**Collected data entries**
begin

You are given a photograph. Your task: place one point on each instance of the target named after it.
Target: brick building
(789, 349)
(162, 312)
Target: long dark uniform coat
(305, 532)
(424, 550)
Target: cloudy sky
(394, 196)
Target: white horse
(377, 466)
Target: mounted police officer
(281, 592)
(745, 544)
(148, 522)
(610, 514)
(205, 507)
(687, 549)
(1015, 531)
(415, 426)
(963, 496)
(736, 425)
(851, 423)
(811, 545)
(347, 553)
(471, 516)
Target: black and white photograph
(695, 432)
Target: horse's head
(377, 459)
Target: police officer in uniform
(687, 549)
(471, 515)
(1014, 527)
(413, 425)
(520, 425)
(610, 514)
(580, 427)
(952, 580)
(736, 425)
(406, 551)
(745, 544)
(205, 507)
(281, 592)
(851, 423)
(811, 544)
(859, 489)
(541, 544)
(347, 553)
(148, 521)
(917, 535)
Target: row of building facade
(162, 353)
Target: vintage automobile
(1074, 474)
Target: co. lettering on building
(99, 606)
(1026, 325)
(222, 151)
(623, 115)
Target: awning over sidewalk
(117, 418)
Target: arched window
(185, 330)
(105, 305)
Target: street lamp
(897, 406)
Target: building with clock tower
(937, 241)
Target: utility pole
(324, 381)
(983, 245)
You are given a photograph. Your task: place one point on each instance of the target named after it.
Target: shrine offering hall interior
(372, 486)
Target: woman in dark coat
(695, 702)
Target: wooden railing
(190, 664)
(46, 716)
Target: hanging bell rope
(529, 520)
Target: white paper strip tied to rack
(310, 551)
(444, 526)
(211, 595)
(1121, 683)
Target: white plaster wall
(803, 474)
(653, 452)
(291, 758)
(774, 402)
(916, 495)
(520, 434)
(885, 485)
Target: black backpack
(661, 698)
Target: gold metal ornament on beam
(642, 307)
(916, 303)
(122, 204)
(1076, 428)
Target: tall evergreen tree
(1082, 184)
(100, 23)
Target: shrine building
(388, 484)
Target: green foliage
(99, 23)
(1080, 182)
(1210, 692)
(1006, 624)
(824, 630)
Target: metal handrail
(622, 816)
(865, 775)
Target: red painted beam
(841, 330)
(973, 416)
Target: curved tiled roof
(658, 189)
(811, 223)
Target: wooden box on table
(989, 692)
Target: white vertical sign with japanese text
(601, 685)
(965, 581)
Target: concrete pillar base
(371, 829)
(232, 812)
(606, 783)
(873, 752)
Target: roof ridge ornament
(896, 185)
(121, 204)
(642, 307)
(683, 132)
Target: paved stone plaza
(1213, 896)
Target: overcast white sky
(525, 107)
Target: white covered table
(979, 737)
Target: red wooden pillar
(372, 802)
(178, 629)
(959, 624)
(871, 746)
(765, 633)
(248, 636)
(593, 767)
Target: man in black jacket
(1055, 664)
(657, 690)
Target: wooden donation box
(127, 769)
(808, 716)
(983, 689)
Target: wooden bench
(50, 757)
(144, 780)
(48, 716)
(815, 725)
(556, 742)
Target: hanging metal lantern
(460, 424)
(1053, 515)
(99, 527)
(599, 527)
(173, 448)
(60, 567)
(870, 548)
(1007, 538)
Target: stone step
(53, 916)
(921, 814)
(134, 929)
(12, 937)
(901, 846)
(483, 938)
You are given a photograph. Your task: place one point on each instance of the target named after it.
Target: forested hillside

end

Quote every one of the rows above word for word, in their original order.

**Exercise answer**
You are given a photograph. Your task: place one point on each instance of the target named after it.
Target: brick building
(789, 349)
(162, 312)
Target: long dark uniform coat
(305, 532)
(424, 550)
Target: cloudy sky
(394, 196)
Target: white horse
(377, 466)
Target: mounted police officer
(281, 592)
(745, 544)
(148, 522)
(610, 514)
(205, 507)
(687, 549)
(1015, 531)
(415, 426)
(963, 496)
(736, 425)
(851, 423)
(811, 545)
(347, 553)
(471, 516)
Target: black and white photograph
(695, 432)
Target: horse's head
(377, 459)
Target: police officer in uniform
(687, 549)
(471, 515)
(1014, 527)
(413, 425)
(520, 425)
(610, 514)
(580, 427)
(952, 580)
(736, 425)
(406, 551)
(745, 544)
(205, 507)
(281, 592)
(851, 423)
(811, 544)
(859, 489)
(541, 544)
(347, 553)
(148, 521)
(917, 535)
Target: row of building facade
(162, 353)
Target: vintage automobile
(1074, 474)
Target: co. lettering on building
(99, 606)
(1026, 325)
(222, 151)
(623, 115)
Target: awning over sidewalk
(117, 418)
Target: arched window
(185, 330)
(105, 305)
Target: street lamp
(897, 406)
Target: building with clock tower
(937, 241)
Target: utility pole
(324, 381)
(983, 245)
You are given a photograph. Your task: place one point on each instance of the target named after it.
Target: shrine offering hall interior
(372, 486)
Target: woman in dark coat
(695, 702)
Target: wooden railing
(190, 664)
(46, 716)
Target: hanging bell rope
(529, 520)
Target: white paper strip tied to rack
(310, 551)
(444, 526)
(211, 595)
(1121, 683)
Target: white plaster wall
(803, 474)
(653, 452)
(291, 758)
(774, 402)
(916, 495)
(520, 434)
(885, 485)
Target: black backpack
(661, 698)
Target: gold metal ornament on beam
(642, 307)
(916, 303)
(122, 204)
(1076, 428)
Target: tall evergreen tree
(1082, 184)
(100, 23)
Target: shrine building
(388, 484)
Target: green foliage
(99, 23)
(1080, 182)
(1210, 692)
(1006, 624)
(824, 630)
Target: metal handrail
(622, 816)
(865, 775)
Target: red painted beam
(841, 330)
(973, 416)
Target: curved tiled roof
(658, 189)
(811, 223)
Target: wooden box on table
(989, 692)
Target: white vertical sign with japanese text
(601, 685)
(965, 581)
Target: concrete pillar base
(371, 829)
(232, 812)
(606, 783)
(873, 752)
Target: roof ridge ornament
(896, 185)
(121, 204)
(642, 307)
(683, 132)
Target: paved stone plaza
(1213, 896)
Target: overcast white sky
(525, 107)
Target: white covered table
(979, 737)
Target: red wooden pillar
(372, 802)
(178, 629)
(959, 624)
(871, 746)
(765, 633)
(248, 636)
(593, 767)
Target: man in black jacket
(1055, 664)
(657, 690)
Target: wooden donation box
(127, 769)
(808, 716)
(983, 689)
Target: wooden bench
(50, 757)
(144, 780)
(48, 716)
(815, 725)
(556, 742)
Target: hanging metal lantern
(460, 424)
(1053, 515)
(99, 527)
(599, 527)
(173, 448)
(60, 567)
(870, 548)
(1007, 538)
Target: stone step
(53, 916)
(921, 814)
(134, 929)
(12, 937)
(901, 846)
(483, 938)
You are given a photograph. Your task: place one point on each instance of the target named after it.
Target: forested hillside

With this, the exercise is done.